**Records shown:**
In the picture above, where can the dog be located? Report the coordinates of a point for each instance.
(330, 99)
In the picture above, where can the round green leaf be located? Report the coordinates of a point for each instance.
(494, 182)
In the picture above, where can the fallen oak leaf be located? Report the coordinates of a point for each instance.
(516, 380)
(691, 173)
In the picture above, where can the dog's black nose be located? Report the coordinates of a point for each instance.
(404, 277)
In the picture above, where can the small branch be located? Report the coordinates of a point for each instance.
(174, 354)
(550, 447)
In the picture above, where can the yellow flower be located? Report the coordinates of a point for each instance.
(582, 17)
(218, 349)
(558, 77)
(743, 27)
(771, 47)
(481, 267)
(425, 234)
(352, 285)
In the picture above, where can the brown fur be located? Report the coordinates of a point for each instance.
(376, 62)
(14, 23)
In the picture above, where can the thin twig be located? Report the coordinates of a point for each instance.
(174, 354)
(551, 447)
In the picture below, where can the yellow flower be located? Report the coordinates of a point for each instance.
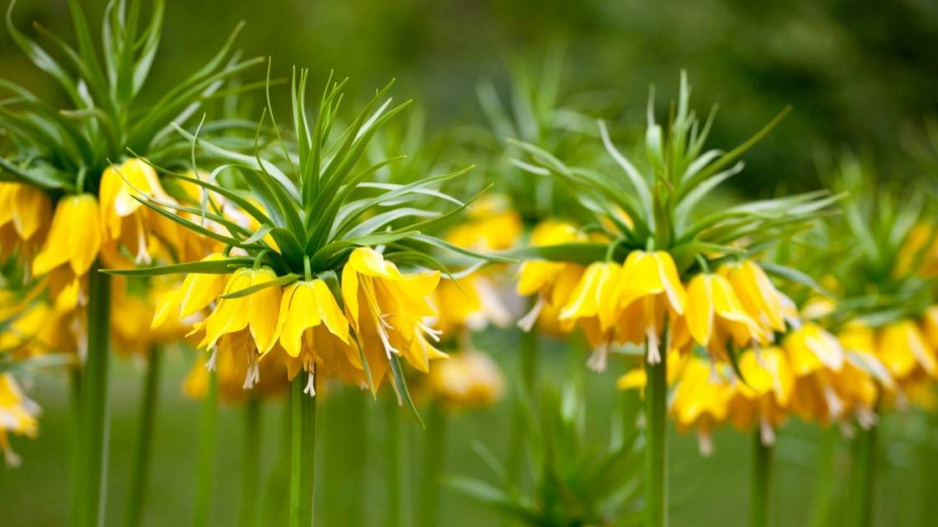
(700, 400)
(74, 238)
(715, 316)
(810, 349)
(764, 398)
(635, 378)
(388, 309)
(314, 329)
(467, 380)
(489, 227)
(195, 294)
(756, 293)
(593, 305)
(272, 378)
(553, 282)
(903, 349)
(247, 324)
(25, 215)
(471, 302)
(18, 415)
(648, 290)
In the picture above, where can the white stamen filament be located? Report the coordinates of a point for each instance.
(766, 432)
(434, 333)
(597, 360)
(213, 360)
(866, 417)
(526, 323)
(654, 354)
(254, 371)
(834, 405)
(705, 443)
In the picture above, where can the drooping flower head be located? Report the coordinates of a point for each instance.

==

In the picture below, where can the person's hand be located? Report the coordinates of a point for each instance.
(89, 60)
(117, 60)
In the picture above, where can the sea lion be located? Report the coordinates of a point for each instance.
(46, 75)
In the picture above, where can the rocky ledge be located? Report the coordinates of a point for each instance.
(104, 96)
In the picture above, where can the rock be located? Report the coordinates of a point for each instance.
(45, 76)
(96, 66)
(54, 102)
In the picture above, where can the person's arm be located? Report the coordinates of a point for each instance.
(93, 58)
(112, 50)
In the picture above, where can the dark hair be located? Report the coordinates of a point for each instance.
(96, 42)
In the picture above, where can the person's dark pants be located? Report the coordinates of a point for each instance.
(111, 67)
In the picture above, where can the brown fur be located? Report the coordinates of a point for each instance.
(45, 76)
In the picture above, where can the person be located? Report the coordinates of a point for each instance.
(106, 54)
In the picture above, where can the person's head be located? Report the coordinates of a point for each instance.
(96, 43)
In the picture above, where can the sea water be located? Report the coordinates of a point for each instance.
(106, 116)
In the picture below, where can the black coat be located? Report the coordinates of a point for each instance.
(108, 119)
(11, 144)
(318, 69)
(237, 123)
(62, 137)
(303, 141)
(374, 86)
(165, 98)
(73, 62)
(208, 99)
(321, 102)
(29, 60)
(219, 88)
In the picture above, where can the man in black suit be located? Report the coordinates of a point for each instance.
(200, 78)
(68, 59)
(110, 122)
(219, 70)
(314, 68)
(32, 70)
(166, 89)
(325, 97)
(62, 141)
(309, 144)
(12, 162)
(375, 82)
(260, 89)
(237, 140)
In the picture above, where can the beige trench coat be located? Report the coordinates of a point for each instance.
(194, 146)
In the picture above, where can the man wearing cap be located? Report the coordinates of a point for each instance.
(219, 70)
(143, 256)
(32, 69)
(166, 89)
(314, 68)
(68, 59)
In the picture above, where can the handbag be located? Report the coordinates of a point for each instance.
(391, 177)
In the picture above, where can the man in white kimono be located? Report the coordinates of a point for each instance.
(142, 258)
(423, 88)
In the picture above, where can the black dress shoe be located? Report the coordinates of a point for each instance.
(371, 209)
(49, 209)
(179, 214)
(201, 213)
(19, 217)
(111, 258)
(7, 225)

==

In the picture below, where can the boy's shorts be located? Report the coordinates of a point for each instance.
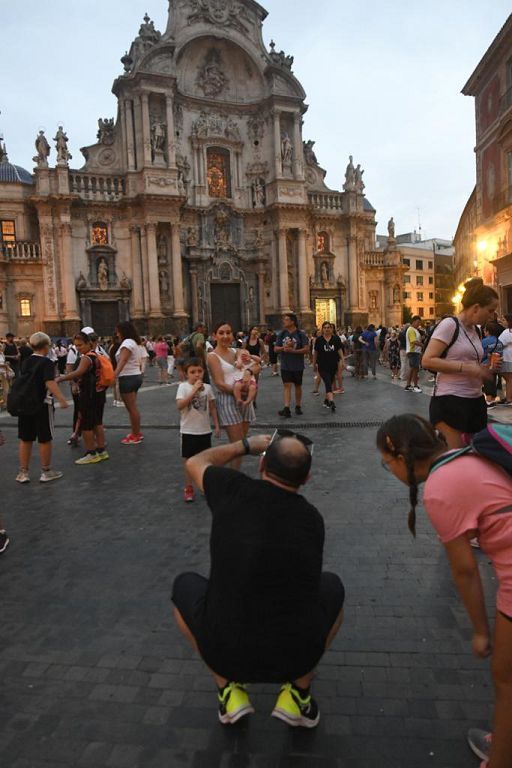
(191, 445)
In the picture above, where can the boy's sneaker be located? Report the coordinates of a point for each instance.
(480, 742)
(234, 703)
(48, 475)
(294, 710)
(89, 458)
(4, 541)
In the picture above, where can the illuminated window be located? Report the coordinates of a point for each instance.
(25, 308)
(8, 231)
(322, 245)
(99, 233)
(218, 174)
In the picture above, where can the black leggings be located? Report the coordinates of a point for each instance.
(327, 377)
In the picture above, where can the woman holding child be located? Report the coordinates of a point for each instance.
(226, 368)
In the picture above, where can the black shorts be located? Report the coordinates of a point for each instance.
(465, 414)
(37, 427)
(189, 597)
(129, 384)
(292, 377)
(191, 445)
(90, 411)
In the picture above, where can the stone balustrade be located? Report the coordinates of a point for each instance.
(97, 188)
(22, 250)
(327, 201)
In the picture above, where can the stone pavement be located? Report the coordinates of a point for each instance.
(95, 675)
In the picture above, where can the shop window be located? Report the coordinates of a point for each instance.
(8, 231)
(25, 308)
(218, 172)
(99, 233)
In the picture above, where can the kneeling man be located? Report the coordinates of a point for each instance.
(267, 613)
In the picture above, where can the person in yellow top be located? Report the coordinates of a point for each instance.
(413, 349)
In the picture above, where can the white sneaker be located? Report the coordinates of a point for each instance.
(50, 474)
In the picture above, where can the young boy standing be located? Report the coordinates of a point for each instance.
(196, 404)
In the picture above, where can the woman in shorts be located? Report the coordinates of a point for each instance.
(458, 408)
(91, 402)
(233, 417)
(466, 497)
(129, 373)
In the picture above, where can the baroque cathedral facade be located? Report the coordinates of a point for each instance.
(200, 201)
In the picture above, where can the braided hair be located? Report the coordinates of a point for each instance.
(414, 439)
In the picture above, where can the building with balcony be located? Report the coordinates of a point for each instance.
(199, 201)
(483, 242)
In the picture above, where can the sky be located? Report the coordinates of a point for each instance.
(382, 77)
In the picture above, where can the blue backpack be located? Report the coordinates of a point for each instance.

**Work to be completed:** Using the data above, give again exactly the lines starting at the one holding "In the picture above, where can the dog be" and ending at the one holding "In the picture above, where can the drooping", inclusive, and nothing more. Omit the pictures.

**Result for this task:**
In the picture above, where can the dog be located? Report the coordinates of a point for each instance.
(330, 99)
In the picture above, where can the round green leaf be located? Report the coordinates of a point for each instance.
(494, 182)
In the picture above, where can the fallen oak leaf be located? Report the coordinates of a point for each instance.
(516, 380)
(691, 173)
In the picture above, where can the dog's black nose be located? Report the coordinates of a point for each instance.
(404, 277)
In the picture above, where can the small branch be located? Report the coordinates of a point for each instance.
(174, 354)
(550, 447)
In the picture above, where can the yellow flower be located? Report the coordinates of a point for each instance.
(582, 17)
(218, 349)
(558, 77)
(743, 27)
(771, 47)
(481, 267)
(425, 234)
(352, 285)
In the picture above, where can the brown fur be located? Report the coordinates of a point for each instance.
(376, 62)
(14, 23)
In the picture above, where can the thin twig be located? Report the coordinates of a point for each instance.
(174, 354)
(551, 447)
In the picture below, where can the yellow flower be located? Report the coordinates of a point for each instance.
(700, 400)
(74, 238)
(715, 316)
(810, 349)
(764, 398)
(635, 378)
(388, 309)
(314, 329)
(467, 380)
(489, 227)
(195, 294)
(756, 293)
(593, 305)
(272, 378)
(553, 282)
(903, 349)
(247, 324)
(25, 215)
(471, 302)
(18, 415)
(648, 290)
In the picture above, where can the white stamen filament be located? Report the coordinates of a point for each instance.
(766, 432)
(434, 333)
(597, 360)
(213, 360)
(866, 417)
(526, 323)
(654, 354)
(254, 371)
(834, 405)
(705, 443)
In the picture above, where can the drooping flower head be located? Report the coordinates of a point for each instance.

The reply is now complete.